**練習問題:** 「Provide the outline of every instance of the woman」を含む行から「51 137 L 49」を含む行まで（両端を含む）の記録だけを、「番号」と「内容」の2列のMarkdown表に整形してください。空行は除き、番号列には1からの通し番号を入れてください。

:::

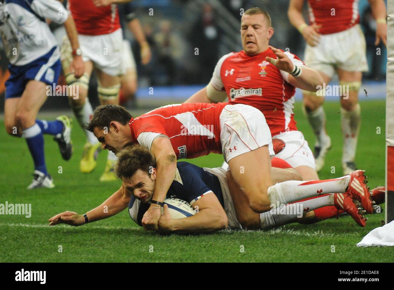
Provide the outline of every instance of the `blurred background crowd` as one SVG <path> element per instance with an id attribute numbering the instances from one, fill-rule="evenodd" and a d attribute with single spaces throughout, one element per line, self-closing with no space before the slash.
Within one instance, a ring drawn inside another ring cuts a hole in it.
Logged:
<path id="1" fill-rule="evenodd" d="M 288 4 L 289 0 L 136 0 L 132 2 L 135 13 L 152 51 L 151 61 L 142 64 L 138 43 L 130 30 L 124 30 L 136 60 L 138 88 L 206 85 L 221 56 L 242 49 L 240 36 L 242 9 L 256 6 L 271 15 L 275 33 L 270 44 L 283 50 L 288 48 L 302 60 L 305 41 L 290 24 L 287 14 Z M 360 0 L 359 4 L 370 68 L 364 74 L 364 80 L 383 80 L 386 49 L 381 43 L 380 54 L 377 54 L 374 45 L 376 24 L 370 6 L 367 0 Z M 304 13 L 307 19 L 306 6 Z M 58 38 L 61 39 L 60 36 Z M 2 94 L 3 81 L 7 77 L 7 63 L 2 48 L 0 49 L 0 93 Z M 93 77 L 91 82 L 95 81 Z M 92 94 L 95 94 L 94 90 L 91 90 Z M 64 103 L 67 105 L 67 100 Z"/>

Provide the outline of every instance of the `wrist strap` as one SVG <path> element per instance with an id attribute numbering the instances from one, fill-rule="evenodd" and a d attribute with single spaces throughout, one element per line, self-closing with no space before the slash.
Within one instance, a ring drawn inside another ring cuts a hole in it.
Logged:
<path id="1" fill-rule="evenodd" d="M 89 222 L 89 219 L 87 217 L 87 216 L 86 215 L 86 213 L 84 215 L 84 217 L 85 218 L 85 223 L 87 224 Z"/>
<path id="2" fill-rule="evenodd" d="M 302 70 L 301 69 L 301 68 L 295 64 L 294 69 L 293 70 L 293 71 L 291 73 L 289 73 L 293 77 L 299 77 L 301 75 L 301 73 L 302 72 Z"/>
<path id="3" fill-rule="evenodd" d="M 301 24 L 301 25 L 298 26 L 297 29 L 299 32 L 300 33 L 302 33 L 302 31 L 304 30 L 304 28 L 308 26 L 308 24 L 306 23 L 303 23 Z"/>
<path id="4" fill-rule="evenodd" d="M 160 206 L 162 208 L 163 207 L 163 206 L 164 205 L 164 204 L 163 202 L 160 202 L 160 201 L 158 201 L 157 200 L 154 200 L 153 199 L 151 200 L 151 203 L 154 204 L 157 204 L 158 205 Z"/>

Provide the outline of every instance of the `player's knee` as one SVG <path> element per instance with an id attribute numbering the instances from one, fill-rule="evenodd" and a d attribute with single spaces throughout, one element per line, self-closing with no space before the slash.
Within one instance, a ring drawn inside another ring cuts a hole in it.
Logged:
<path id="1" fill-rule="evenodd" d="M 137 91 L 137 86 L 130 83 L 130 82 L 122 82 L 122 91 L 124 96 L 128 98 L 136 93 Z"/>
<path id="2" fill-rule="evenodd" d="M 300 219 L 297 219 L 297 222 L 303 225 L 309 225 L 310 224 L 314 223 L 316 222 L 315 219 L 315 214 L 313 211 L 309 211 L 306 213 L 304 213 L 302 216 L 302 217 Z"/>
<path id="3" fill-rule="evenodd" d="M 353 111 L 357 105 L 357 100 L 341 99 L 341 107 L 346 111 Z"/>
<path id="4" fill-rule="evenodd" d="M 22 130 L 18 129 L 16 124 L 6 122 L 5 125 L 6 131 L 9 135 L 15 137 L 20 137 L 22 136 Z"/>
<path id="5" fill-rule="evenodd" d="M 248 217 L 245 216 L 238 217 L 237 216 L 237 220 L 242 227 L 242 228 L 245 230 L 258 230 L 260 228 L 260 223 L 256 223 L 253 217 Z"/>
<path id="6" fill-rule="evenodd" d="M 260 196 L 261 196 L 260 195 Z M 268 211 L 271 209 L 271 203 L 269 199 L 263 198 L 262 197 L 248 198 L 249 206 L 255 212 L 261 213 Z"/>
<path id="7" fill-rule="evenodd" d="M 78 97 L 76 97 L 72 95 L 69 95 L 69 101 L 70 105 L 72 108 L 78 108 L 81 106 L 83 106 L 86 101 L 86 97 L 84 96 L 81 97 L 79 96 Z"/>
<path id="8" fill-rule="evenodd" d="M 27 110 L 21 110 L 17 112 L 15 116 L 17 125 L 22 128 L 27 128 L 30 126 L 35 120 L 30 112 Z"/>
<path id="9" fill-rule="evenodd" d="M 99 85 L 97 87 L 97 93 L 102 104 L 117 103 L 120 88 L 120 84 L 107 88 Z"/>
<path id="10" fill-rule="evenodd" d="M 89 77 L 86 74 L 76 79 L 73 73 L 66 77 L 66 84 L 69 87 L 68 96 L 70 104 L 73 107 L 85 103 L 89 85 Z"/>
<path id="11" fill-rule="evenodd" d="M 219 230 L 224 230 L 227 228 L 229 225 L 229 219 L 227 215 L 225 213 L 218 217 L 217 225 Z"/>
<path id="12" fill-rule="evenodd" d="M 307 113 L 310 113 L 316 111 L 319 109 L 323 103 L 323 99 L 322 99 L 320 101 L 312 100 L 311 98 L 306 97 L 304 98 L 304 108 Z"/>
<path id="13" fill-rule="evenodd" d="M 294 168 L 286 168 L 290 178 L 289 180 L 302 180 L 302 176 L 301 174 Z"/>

:::

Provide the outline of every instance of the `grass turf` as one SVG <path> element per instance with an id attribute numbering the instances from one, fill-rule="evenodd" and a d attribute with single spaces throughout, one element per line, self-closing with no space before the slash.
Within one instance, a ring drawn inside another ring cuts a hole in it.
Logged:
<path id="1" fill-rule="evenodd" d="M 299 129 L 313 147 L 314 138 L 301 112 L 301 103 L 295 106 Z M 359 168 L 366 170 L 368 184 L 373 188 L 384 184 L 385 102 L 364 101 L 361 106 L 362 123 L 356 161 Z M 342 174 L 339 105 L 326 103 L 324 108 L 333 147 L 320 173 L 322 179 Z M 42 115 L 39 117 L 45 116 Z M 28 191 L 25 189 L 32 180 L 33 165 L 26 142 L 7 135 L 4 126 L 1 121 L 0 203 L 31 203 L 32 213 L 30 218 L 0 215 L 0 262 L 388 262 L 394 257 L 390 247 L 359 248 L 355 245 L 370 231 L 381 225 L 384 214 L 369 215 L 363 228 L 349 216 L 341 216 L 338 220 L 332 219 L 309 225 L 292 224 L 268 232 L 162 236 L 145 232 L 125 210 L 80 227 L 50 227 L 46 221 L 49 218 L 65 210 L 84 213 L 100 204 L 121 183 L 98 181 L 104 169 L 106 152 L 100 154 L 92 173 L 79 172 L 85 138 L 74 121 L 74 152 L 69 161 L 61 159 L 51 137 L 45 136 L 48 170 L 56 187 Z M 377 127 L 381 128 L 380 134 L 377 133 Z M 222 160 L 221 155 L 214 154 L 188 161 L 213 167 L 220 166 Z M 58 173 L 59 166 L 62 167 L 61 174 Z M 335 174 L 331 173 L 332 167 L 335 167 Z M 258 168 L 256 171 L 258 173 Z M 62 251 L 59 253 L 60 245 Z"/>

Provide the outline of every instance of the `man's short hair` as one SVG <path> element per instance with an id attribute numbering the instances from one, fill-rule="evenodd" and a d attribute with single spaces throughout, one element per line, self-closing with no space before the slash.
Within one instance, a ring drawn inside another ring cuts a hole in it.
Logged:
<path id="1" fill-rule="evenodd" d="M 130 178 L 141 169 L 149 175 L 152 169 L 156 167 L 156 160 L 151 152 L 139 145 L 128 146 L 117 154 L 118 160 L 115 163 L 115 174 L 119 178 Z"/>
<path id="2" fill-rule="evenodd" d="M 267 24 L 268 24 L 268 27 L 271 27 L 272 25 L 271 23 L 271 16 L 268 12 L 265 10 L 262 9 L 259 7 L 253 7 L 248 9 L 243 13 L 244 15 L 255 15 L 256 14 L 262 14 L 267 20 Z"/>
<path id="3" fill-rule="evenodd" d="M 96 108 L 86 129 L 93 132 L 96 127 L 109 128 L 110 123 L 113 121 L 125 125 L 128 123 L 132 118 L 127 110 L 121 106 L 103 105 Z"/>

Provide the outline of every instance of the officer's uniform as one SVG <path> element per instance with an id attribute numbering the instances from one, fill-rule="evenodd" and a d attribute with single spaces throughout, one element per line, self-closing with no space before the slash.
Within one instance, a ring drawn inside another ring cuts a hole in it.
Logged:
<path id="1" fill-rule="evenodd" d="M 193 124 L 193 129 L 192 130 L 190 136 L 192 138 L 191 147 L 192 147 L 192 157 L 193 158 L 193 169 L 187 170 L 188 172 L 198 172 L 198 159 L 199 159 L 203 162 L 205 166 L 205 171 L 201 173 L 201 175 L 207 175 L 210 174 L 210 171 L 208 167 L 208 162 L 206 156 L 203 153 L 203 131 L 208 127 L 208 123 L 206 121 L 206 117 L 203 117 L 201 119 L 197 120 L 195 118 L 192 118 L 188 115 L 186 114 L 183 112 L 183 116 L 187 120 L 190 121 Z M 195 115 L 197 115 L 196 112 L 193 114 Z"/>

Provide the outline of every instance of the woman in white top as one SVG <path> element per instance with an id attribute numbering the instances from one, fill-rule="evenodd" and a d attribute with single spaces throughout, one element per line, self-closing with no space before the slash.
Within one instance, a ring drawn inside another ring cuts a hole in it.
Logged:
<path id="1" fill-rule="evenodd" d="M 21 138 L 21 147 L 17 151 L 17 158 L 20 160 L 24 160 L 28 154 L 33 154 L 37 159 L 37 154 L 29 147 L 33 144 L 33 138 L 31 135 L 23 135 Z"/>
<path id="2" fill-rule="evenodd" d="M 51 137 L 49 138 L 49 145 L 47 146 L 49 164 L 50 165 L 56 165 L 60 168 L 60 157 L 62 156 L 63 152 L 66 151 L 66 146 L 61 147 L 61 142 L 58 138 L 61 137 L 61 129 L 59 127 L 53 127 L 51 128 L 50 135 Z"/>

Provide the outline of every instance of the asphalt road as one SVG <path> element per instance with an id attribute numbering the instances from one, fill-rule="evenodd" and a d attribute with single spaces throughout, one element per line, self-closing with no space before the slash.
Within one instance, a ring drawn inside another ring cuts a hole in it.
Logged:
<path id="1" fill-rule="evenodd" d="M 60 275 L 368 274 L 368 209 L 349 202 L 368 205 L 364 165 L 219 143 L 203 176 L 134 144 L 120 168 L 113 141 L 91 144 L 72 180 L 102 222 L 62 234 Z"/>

:::

**解答例:**
| 番号 | 内容 |
|---|---|
| 1 | Provide the outline of every instance of the woman in white top as one SVG <path> element per instance with an id attribute numbering the instances from one, fill-rule="evenodd" and a d attribute with single spaces throughout, one element per line, self-closing with no space before the slash. |
| 2 | Within one instance, a ring drawn inside another ring cuts a hole in it. |
| 3 | Logged: |
| 4 | <path id="1" fill-rule="evenodd" d="M 21 138 L 21 147 L 17 151 L 17 158 L 20 160 L 24 160 L 28 154 L 33 154 L 37 159 L 37 154 L 29 147 L 33 144 L 33 138 L 31 135 L 23 135 Z"/> |
| 5 | <path id="2" fill-rule="evenodd" d="M 51 137 L 49 138 L 49 145 L 47 146 L 49 164 L 50 165 L 56 165 L 60 168 L 60 157 L 62 156 L 63 152 L 66 151 L 66 146 L 61 147 L 61 142 L 58 138 L 61 137 L 61 129 L 59 127 L 53 127 L 51 128 L 50 135 Z"/> |